PROBLEM TO SOLVE:
Update the data below by replacing each occurrence of "drop one marker" with "place one point". Reproduce every other line unchanged.
** Start DATA SUPPLIED **
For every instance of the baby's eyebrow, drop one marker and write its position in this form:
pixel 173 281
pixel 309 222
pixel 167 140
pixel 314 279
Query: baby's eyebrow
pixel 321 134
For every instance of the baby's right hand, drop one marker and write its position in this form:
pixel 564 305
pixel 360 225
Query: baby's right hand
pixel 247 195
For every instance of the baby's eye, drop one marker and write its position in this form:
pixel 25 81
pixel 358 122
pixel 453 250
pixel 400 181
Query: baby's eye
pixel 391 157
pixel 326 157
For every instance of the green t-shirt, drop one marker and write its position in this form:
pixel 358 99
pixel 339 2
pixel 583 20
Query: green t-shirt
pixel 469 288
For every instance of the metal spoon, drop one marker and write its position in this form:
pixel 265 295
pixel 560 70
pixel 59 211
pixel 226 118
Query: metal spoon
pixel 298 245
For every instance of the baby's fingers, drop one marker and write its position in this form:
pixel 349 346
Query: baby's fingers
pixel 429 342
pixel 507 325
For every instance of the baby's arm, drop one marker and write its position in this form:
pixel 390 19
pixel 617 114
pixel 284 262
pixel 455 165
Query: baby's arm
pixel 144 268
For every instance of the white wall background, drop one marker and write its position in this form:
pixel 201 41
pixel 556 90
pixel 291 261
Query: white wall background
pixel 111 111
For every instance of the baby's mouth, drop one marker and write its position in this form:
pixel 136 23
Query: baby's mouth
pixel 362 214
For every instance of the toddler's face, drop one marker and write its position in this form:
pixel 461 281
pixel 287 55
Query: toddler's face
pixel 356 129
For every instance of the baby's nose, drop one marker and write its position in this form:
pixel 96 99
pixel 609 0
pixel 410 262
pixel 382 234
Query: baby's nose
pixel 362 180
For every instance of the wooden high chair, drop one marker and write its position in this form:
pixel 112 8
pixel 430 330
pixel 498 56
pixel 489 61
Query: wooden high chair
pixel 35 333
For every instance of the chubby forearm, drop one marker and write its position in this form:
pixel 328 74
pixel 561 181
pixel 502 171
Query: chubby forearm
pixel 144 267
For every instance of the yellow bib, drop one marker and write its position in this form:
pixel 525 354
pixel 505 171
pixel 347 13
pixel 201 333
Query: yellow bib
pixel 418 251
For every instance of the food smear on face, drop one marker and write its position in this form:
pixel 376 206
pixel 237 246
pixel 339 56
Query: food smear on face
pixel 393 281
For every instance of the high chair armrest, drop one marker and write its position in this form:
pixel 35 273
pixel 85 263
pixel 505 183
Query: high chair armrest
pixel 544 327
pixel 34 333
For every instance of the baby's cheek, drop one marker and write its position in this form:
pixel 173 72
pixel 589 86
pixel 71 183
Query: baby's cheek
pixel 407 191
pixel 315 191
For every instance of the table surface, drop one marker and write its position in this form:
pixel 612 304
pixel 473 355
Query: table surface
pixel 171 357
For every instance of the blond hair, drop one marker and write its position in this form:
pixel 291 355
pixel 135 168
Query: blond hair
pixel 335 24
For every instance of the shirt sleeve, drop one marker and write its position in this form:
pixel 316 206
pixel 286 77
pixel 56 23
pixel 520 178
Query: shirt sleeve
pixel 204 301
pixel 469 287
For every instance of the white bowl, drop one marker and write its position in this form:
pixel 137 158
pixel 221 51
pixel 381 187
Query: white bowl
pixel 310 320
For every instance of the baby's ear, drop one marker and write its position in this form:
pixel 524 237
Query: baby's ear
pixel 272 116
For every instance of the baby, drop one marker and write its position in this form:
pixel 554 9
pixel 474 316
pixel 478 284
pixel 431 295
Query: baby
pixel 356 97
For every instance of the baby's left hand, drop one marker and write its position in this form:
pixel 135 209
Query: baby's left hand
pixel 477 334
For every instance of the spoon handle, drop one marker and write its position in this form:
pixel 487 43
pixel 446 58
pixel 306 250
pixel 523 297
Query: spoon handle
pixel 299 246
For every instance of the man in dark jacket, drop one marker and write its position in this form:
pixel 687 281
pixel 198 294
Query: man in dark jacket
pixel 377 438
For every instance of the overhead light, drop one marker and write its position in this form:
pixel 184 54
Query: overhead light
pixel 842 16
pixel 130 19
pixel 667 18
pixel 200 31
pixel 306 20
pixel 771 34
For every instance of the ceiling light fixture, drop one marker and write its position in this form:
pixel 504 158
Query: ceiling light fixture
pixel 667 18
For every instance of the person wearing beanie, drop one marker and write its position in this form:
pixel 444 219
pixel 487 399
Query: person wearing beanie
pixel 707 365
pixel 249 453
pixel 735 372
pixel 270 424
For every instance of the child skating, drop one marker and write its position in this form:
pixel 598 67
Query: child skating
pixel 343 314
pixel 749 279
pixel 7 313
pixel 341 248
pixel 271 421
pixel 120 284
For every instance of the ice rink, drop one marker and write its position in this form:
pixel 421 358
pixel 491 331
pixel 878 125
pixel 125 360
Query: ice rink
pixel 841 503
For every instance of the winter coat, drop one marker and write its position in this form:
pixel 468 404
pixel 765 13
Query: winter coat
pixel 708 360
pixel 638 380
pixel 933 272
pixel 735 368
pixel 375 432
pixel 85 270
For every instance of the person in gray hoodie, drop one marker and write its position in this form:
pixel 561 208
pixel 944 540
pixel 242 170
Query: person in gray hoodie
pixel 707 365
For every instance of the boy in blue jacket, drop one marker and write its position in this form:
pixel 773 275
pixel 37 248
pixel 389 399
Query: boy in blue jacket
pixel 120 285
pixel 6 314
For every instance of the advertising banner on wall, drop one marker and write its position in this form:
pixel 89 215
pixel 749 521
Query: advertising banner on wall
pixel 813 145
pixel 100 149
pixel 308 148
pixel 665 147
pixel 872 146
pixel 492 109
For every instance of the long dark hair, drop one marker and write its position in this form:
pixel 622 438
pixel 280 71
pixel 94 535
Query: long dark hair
** End DATA SUPPLIED **
TASK ANSWER:
For every instance of the baby's eyebrow, place one point and write its position in this form:
pixel 173 281
pixel 309 222
pixel 167 140
pixel 314 279
Query: baby's eyebrow
pixel 321 134
For every instance of the baby's right hand, place one point and write its position in this form:
pixel 564 305
pixel 360 225
Query: baby's right hand
pixel 247 195
For every instance of the baby's eye, place one point and write its position in this form:
pixel 25 81
pixel 358 122
pixel 453 250
pixel 400 181
Query: baby's eye
pixel 391 157
pixel 326 157
For every instance of the green t-shirt, place one point and write its position in this form:
pixel 358 99
pixel 339 2
pixel 583 20
Query: green t-shirt
pixel 469 288
For every instance of the metal spoon, place one point and write its position in this form:
pixel 265 295
pixel 560 70
pixel 59 211
pixel 226 118
Query: metal spoon
pixel 298 245
For every instance of the baby's fingers, place one point and write its position in this form:
pixel 349 346
Query: baby's fingers
pixel 429 342
pixel 507 325
For every instance of the baby's arm, place one point and write its position in this form:
pixel 390 19
pixel 617 114
pixel 284 262
pixel 455 165
Query: baby's arm
pixel 144 268
For every instance of the white wall background, place one point and write its position in this form:
pixel 201 41
pixel 556 90
pixel 291 261
Query: white wall background
pixel 111 111
For every instance of the baby's mouth, place one point and write its position in this form:
pixel 136 23
Query: baby's mouth
pixel 362 214
For every instance of the toddler's face, place one point and write its position in this form:
pixel 461 281
pixel 287 55
Query: toddler's face
pixel 356 129
For every instance of the baby's nose, place one point and write its position in this form:
pixel 96 99
pixel 609 0
pixel 410 262
pixel 382 234
Query: baby's nose
pixel 362 180
For every instance of the wooden high chair, place one point and write its position in this form:
pixel 112 8
pixel 430 330
pixel 498 56
pixel 489 61
Query: wooden high chair
pixel 35 333
For every instance of the chubby forearm, place one point and write its position in this form:
pixel 328 74
pixel 561 181
pixel 502 171
Query: chubby forearm
pixel 144 267
For every instance of the yellow bib, place one point and write its position in this form:
pixel 525 354
pixel 505 171
pixel 347 13
pixel 201 333
Query: yellow bib
pixel 418 251
For every instance of the food smear on face, place one point and write its position in this form:
pixel 376 206
pixel 237 246
pixel 339 56
Query: food smear on face
pixel 393 281
For every instance of the high chair armrest, place one point and write its position in this form:
pixel 35 273
pixel 85 263
pixel 505 183
Query: high chair armrest
pixel 544 327
pixel 34 333
For every instance of the baby's cheek, place one point and write its position in this form:
pixel 173 72
pixel 589 86
pixel 71 183
Query: baby's cheek
pixel 407 191
pixel 315 191
For every instance of the table surface, place one point and write its position in this form:
pixel 612 304
pixel 473 355
Query: table surface
pixel 171 357
For every instance of the blond hair, place one point and write its position in this form:
pixel 291 355
pixel 135 168
Query: blond hair
pixel 335 24
For every instance of the shirt sleeve, place one point and write its position in this form:
pixel 316 206
pixel 286 77
pixel 56 23
pixel 520 178
Query: shirt sleeve
pixel 204 301
pixel 469 287
For every instance of the white bowl, place one point and write its position in this form:
pixel 137 158
pixel 221 51
pixel 381 187
Query: white bowl
pixel 310 320
For every instance of the baby's ear, place one point and write its position in this form:
pixel 524 237
Query: baby's ear
pixel 272 116
For every instance of the baby, place one point and write its position in this form:
pixel 554 9
pixel 474 316
pixel 478 284
pixel 431 295
Query: baby
pixel 356 97
For every instance of the baby's left hand, place one point and write its position in this form:
pixel 135 209
Query: baby's left hand
pixel 477 334
For every instance of the spoon handle, place one point and write its position in this form:
pixel 487 43
pixel 446 58
pixel 306 250
pixel 523 297
Query: spoon handle
pixel 299 246
For every instance of the man in dark jacket, place one point and write its position in this form:
pixel 687 281
pixel 198 294
Query: man in dark jacket
pixel 377 438
For every instance of the overhead light, place one point and write its position in this form:
pixel 184 54
Query: overhead light
pixel 842 16
pixel 130 19
pixel 667 18
pixel 200 31
pixel 306 20
pixel 771 34
For every instance of the ceiling light fixture, place one point and write its position in this form:
pixel 504 158
Query: ceiling light fixture
pixel 667 18
For every instance of the person wearing beanie, place one point and write its position in this form:
pixel 444 219
pixel 487 399
Query: person wearing beanie
pixel 707 365
pixel 249 453
pixel 735 372
pixel 270 424
For every instance of the child skating, place one point and write its position in this form:
pixel 598 67
Query: child skating
pixel 343 314
pixel 749 279
pixel 7 313
pixel 341 248
pixel 271 421
pixel 120 284
For every instance of the ice rink, place one point and write its position in this form:
pixel 421 358
pixel 491 331
pixel 878 125
pixel 125 360
Query: ice rink
pixel 841 503
For every instance of the winter coat, place one point and write its position in this form:
pixel 468 404
pixel 765 13
Query: winter coat
pixel 708 360
pixel 638 380
pixel 933 272
pixel 735 368
pixel 375 432
pixel 85 270
For every instance of the person in gray hoodie, place one point and write its position in this form:
pixel 561 208
pixel 944 540
pixel 242 170
Query: person in gray hoodie
pixel 707 365
For every instance of the boy in blue jacket, place one point and write its position in this form:
pixel 773 275
pixel 37 248
pixel 389 399
Query: boy in blue jacket
pixel 120 285
pixel 6 314
For every instance of the advertising banner on wall, place one point and write its position in this form:
pixel 89 215
pixel 749 521
Query: advertising banner on wall
pixel 813 145
pixel 100 149
pixel 308 148
pixel 665 147
pixel 872 146
pixel 492 109
For every instance of the long dark hair, place one point and write its position in this form:
pixel 622 438
pixel 280 71
pixel 94 535
Query: long dark hair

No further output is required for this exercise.